Objective:
Add 84 to each coordinate in the point answers, and write out every line from the one holding "target | black pants" through the last line below, inclusive, with the requests kept as they are.

Data provided:
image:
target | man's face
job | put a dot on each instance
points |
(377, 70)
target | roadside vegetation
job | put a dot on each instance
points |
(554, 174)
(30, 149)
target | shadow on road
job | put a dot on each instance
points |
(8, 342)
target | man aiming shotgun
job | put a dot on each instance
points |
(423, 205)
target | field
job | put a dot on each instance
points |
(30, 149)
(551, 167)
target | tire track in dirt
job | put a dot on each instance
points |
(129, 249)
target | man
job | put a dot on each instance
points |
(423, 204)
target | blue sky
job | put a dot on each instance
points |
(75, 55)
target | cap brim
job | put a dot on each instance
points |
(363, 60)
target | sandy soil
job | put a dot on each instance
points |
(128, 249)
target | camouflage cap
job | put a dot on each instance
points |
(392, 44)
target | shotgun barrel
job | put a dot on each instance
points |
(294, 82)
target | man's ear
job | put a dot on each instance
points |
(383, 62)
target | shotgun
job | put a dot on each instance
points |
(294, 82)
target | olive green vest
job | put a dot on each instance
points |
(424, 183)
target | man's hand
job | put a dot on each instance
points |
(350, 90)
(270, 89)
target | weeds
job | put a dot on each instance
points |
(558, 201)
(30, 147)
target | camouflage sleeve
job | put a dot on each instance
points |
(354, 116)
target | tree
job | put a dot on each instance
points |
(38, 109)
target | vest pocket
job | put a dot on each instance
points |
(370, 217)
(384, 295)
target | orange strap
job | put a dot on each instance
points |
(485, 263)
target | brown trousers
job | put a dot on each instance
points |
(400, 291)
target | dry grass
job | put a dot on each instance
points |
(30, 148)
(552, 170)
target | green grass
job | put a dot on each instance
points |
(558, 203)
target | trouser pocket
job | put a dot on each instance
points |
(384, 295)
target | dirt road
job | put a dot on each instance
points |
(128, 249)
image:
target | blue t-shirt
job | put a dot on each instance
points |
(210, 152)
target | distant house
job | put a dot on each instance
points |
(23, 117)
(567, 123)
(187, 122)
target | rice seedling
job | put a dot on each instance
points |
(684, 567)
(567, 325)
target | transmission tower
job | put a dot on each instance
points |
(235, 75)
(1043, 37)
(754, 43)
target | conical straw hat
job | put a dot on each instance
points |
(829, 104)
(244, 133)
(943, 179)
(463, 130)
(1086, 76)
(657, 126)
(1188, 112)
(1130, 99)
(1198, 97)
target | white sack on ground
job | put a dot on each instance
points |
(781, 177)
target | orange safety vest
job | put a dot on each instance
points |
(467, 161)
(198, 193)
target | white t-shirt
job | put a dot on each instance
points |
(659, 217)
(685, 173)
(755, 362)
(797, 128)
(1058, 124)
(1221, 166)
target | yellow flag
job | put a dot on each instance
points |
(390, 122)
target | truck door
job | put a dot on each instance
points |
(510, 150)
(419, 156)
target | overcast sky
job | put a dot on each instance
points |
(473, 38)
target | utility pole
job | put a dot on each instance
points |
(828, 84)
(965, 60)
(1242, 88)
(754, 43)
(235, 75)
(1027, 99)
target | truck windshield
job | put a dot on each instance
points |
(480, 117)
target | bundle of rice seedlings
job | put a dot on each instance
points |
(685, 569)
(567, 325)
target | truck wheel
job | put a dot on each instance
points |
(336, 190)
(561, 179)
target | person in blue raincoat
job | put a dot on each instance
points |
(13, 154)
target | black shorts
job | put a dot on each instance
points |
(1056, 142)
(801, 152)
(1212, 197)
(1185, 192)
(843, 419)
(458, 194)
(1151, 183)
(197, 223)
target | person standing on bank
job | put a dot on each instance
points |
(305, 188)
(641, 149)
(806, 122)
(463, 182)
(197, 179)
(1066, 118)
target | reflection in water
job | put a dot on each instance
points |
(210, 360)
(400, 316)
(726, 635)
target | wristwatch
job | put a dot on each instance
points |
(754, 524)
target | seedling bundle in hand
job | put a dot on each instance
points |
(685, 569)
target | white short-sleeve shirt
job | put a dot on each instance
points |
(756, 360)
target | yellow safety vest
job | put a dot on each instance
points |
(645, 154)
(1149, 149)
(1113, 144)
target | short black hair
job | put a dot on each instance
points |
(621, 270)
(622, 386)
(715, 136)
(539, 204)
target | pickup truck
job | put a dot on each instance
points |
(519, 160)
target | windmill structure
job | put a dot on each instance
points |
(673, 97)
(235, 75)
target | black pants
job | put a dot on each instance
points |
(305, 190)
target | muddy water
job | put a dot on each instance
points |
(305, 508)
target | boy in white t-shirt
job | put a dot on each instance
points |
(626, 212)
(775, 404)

Written solution:
target | black pants
job | put a dot on each instance
points |
(389, 274)
target | muddy water
job | put a dot on each instance
points |
(389, 592)
target | boy in white t-shirt
job | put a dot on each instance
points |
(710, 296)
(859, 488)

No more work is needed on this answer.